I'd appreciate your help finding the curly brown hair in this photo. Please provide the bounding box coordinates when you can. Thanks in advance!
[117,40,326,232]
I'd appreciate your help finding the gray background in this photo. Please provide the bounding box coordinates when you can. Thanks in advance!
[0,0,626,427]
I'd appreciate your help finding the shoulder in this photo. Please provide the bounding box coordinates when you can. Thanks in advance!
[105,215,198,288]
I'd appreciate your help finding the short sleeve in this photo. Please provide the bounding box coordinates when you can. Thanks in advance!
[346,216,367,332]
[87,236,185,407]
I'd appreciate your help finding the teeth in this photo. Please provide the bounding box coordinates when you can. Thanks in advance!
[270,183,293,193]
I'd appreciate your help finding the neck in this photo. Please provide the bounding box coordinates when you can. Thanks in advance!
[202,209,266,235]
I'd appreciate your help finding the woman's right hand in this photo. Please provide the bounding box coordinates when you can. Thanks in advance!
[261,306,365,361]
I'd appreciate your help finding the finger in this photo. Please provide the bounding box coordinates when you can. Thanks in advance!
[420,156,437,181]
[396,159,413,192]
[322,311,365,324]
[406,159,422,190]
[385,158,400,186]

-- -- --

## [WHAT IS ASKED]
Can you arrange all of the records above as a numbered list, leaving out any blank lines?

## [FULL OUTPUT]
1. I'd appreciate your help finding the curly brown hair in this photo. Please provide the bounding box coordinates when you can. Thanks in advance!
2. [117,40,326,232]
3. I'd appreciate your help finding the gray background in this photo. Please provide the bounding box coordinates when you can. Thanks in advance!
4. [0,0,626,427]
5. I'd appreciate your help finding the shoulder in this photo. Please provide the bounding box coordinates when you can. Thanks in advance!
6. [105,215,198,288]
7. I'd appreciate your help finding the short sleeve in this photo. Please provide the bounding box coordinates when you can. Thanks in advance!
8. [346,216,367,332]
9. [87,236,185,407]
10. I'd appreciate your help finding the teeth in this photo. Please provide the bounding box coordinates when you can. Thanks in advance!
11. [270,183,293,193]
12. I'd appreciate your help finding the neck in this photo. Please provide the bounding box coordinates when you can. Thanks in advance!
13. [202,209,266,235]
14. I'd appreciate your help finding the woman's right hand in this photo. Please provide the bounding box coordinates when you can. Thanks in advance!
15. [261,306,365,361]
16. I'd appreciate your help finding the finger in this photo. Please provide the bounding box coordinates when you can. Thanks in advance!
17. [420,156,437,181]
18. [396,159,413,192]
19. [322,311,365,324]
20. [406,159,422,190]
21. [385,158,400,186]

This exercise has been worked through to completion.